WORK ITEM: Where in the material does the word "machine" appear? Copy each line that has it.

= = = =

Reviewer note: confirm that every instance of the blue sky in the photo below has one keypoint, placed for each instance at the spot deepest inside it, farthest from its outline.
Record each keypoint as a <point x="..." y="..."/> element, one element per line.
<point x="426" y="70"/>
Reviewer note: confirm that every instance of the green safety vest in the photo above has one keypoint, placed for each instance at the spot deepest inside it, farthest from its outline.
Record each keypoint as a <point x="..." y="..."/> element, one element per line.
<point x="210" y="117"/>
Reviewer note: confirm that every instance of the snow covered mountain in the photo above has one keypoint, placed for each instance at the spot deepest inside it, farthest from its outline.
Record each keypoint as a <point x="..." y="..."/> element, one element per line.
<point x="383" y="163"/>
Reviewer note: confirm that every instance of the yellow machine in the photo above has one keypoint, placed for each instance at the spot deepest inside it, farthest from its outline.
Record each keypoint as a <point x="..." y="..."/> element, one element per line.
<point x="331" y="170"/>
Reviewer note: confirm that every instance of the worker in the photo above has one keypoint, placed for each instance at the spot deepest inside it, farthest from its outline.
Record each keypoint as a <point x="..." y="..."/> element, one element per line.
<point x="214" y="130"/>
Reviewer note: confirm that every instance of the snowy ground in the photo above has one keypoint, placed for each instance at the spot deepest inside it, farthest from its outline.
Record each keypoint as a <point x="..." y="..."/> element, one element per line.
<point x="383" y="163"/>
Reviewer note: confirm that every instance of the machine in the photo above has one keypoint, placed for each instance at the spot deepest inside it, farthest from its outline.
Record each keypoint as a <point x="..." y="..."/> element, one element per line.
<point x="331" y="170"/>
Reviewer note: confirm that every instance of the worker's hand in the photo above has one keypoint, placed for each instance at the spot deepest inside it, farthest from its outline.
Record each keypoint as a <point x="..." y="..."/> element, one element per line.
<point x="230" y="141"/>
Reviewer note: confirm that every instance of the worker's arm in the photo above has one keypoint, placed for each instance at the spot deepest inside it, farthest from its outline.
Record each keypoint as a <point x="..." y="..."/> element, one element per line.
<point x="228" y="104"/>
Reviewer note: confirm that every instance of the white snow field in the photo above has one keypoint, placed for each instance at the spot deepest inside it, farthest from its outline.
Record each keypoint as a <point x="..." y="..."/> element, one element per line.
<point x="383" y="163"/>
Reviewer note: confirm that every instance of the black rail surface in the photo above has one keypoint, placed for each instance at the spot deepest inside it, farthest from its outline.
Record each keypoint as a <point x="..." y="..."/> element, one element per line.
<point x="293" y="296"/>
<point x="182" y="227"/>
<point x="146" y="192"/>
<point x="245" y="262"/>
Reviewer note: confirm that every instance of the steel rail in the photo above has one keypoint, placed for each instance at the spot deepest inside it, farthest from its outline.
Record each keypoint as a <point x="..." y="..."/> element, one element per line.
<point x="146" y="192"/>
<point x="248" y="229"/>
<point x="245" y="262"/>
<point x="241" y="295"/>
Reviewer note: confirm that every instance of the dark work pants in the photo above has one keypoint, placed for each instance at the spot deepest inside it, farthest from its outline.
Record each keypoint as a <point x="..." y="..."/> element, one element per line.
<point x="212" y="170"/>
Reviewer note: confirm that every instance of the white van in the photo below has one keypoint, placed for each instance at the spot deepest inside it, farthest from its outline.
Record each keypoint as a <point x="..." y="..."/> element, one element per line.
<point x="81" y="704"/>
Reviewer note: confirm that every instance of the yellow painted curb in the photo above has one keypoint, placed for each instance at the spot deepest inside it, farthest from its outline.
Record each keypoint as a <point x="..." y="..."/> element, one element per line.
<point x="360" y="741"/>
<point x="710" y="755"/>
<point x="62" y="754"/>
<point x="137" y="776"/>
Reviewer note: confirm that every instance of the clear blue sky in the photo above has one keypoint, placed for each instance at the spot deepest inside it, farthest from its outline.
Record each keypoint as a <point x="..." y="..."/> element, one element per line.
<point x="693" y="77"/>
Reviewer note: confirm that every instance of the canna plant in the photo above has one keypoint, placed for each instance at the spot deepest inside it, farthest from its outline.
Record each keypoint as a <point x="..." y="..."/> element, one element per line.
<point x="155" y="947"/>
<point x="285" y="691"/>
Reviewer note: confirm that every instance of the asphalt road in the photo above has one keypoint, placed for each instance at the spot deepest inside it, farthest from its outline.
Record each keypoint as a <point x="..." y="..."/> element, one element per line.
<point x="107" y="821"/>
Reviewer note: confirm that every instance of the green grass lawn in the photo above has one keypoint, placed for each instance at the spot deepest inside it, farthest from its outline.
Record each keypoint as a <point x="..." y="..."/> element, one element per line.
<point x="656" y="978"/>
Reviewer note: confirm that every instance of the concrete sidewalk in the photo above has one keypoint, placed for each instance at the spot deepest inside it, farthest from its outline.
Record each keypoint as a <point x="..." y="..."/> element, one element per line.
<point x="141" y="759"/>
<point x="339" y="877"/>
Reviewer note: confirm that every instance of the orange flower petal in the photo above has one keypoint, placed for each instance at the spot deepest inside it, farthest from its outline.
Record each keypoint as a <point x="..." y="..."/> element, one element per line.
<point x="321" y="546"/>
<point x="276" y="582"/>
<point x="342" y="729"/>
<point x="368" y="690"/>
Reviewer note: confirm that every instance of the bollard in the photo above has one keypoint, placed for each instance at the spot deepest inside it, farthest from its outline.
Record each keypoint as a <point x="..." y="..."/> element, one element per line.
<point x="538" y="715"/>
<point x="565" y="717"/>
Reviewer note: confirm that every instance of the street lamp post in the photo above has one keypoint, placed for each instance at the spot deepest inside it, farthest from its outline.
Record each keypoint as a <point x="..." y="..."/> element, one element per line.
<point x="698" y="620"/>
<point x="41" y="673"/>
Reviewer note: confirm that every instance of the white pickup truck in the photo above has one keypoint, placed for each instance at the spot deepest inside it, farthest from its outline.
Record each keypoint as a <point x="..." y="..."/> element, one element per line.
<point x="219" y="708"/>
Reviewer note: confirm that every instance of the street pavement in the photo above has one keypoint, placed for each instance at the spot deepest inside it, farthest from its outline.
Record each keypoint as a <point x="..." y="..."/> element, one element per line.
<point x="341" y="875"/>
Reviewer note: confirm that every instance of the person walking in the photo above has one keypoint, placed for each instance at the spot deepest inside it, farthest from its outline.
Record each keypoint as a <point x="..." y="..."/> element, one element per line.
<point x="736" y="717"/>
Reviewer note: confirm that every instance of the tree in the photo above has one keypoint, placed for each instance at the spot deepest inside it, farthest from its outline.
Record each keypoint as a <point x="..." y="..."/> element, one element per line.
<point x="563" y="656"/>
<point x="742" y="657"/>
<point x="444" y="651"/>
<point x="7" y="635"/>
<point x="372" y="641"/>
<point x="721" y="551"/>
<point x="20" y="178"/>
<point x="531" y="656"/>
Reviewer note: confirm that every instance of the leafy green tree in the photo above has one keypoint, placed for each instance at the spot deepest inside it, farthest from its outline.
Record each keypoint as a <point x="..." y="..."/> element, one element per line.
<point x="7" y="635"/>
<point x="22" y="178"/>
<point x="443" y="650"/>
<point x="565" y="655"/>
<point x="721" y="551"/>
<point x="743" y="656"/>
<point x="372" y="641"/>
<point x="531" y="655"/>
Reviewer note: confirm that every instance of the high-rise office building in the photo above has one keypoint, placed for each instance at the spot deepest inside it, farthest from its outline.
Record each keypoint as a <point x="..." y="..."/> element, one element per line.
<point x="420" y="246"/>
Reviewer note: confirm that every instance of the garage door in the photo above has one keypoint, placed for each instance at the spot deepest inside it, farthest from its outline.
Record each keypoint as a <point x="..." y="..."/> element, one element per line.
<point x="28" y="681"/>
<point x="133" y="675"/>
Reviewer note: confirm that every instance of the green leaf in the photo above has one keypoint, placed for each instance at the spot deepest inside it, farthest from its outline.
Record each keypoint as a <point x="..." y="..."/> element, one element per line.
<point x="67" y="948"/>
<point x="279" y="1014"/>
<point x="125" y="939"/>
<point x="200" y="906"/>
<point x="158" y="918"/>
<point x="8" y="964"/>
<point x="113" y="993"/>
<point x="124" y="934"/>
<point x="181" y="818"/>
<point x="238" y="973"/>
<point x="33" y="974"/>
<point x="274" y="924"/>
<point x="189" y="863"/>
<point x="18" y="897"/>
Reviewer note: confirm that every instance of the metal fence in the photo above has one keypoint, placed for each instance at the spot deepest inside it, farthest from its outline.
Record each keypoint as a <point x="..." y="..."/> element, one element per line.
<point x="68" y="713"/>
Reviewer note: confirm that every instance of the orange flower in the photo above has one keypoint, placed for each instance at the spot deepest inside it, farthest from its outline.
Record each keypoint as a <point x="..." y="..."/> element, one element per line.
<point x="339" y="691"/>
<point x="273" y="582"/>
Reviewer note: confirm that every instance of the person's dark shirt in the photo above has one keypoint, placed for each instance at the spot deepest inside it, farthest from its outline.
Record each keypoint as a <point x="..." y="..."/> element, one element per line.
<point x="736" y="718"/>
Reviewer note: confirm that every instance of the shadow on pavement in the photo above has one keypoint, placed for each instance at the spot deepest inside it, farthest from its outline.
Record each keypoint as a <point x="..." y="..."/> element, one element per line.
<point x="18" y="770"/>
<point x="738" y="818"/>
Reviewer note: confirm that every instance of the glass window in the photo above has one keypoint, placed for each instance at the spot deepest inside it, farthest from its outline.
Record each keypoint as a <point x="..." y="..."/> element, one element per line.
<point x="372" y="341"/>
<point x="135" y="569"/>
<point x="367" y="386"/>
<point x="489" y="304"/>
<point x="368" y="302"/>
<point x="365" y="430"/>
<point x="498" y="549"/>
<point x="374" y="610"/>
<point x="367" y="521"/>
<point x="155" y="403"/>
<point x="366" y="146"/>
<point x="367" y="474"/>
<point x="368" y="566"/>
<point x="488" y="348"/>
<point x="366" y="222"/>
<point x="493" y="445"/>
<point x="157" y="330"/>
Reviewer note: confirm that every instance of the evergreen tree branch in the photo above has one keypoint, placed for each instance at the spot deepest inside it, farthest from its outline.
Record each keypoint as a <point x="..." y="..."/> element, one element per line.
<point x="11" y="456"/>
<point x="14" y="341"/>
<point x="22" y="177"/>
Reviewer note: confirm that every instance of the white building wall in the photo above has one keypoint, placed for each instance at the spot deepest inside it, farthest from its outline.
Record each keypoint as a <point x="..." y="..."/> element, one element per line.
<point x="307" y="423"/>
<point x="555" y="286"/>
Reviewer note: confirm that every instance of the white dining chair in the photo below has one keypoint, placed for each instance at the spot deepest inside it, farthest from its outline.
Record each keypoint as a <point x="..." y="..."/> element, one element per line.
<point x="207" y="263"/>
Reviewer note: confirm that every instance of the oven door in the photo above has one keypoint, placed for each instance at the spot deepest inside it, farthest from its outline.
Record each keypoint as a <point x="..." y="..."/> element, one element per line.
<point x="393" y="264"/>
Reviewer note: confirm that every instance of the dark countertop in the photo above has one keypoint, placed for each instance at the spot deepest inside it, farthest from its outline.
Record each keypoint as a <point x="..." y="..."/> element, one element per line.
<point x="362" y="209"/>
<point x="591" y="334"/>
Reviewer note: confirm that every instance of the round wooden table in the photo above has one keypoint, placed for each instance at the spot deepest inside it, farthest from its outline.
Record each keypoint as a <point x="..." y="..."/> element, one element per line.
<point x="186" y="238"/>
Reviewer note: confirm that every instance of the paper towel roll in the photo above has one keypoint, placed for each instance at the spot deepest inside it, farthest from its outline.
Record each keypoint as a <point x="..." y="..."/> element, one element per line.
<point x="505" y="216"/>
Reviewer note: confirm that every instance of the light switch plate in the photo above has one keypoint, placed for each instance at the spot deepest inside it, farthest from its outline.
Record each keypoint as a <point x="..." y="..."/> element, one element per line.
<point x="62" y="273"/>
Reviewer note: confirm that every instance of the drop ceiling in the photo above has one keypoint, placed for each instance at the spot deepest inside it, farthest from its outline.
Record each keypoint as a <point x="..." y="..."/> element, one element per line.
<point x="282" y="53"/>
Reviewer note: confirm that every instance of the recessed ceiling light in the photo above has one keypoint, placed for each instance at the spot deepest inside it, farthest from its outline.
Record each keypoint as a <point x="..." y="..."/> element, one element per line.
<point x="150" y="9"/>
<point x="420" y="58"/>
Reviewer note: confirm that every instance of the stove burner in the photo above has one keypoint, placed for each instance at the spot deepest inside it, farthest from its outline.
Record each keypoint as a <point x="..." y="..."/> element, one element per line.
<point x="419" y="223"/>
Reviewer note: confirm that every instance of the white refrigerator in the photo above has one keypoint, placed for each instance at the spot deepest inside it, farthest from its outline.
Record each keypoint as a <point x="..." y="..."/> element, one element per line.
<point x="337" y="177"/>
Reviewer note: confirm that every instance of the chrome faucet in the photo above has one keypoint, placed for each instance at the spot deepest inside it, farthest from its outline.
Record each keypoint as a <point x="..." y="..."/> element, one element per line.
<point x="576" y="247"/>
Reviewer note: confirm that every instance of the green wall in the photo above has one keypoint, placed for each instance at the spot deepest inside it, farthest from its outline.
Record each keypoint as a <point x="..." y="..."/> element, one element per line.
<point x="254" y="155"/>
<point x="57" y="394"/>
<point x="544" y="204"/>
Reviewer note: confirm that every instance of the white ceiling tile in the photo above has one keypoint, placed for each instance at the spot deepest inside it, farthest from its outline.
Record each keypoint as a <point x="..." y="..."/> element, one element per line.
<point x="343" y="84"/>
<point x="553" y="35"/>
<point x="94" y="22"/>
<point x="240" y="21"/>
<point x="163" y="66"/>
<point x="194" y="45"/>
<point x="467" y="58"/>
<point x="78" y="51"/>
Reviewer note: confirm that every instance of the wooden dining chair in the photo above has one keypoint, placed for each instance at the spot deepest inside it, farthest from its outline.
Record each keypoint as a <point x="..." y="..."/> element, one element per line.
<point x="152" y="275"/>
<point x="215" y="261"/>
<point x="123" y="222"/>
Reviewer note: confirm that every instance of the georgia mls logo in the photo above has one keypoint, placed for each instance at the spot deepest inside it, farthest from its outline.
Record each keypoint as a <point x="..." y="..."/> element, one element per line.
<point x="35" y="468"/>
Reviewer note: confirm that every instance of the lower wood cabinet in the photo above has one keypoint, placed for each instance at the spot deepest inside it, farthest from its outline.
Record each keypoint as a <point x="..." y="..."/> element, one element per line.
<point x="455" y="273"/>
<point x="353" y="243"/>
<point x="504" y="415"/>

= = = =

RESULT OF THE EXERCISE:
Reviewer note: confirm that every instance of the yellow machine in the photo above has one keypoint, placed for each instance at the spot deepest inside it, farthest from its outline.
Reviewer note: confirm that every instance of the machine in the photo above has one keypoint, placed for each instance at the spot deepest inside it, farthest from its outline.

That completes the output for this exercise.